(Segmentation data)
-------

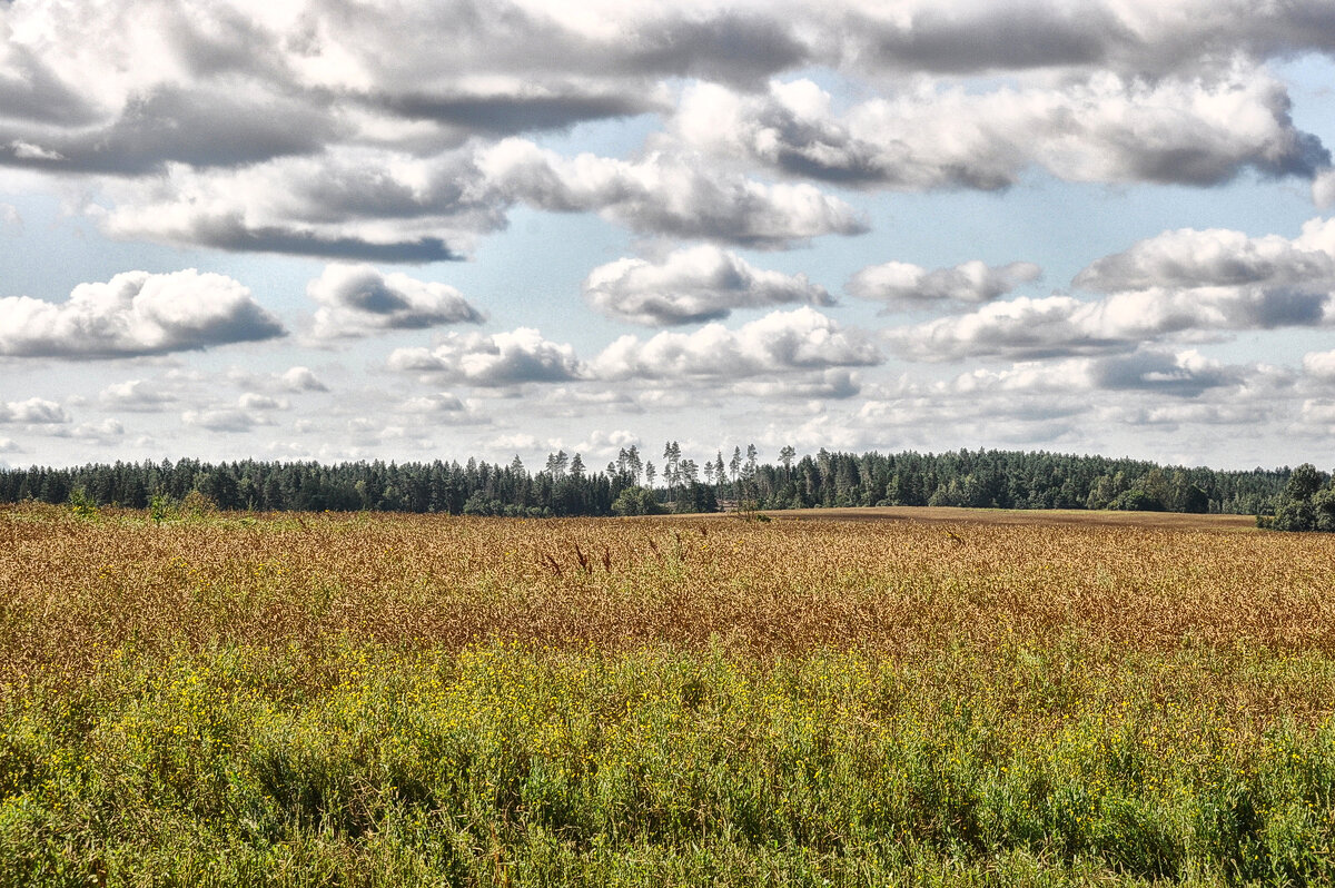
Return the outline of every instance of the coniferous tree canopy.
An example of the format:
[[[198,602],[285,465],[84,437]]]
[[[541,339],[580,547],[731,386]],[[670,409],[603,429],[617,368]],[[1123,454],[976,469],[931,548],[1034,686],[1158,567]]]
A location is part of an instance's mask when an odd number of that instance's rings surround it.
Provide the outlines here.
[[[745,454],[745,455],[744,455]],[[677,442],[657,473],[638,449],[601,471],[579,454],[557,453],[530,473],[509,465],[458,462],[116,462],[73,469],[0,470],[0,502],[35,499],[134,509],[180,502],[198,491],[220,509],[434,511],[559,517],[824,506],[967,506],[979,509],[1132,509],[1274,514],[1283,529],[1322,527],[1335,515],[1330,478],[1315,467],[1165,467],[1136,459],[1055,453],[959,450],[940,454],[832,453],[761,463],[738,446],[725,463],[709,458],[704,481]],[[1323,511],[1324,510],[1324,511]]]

-------

What you have to do » Render the lines above as a numbered list, skipping any blank lines. Leave the pictures out of your answer.

Output for this task »
1. Return the outline of every instance of the coniferous tree canopy.
2. An example of the format:
3. [[[198,602],[285,465],[84,437]]]
4. [[[541,339],[580,547],[731,386]],[[670,409],[603,429],[617,368]],[[1123,454],[976,469],[931,548],[1034,686],[1158,567]]]
5. A location is part of an instance's mask when an odd number of that instance's rings surround it.
6. Provide the outlines here.
7. [[[745,454],[745,455],[744,455]],[[677,442],[657,473],[638,449],[601,471],[579,454],[557,453],[530,473],[509,465],[458,462],[116,462],[73,469],[0,470],[0,502],[35,499],[134,509],[180,502],[198,491],[220,509],[434,511],[559,517],[824,506],[967,506],[979,509],[1132,509],[1274,514],[1283,529],[1322,527],[1335,515],[1330,478],[1315,467],[1165,467],[1136,459],[1055,453],[959,450],[940,454],[832,453],[761,463],[738,446],[725,463],[709,458],[704,481]],[[1323,511],[1324,510],[1324,511]]]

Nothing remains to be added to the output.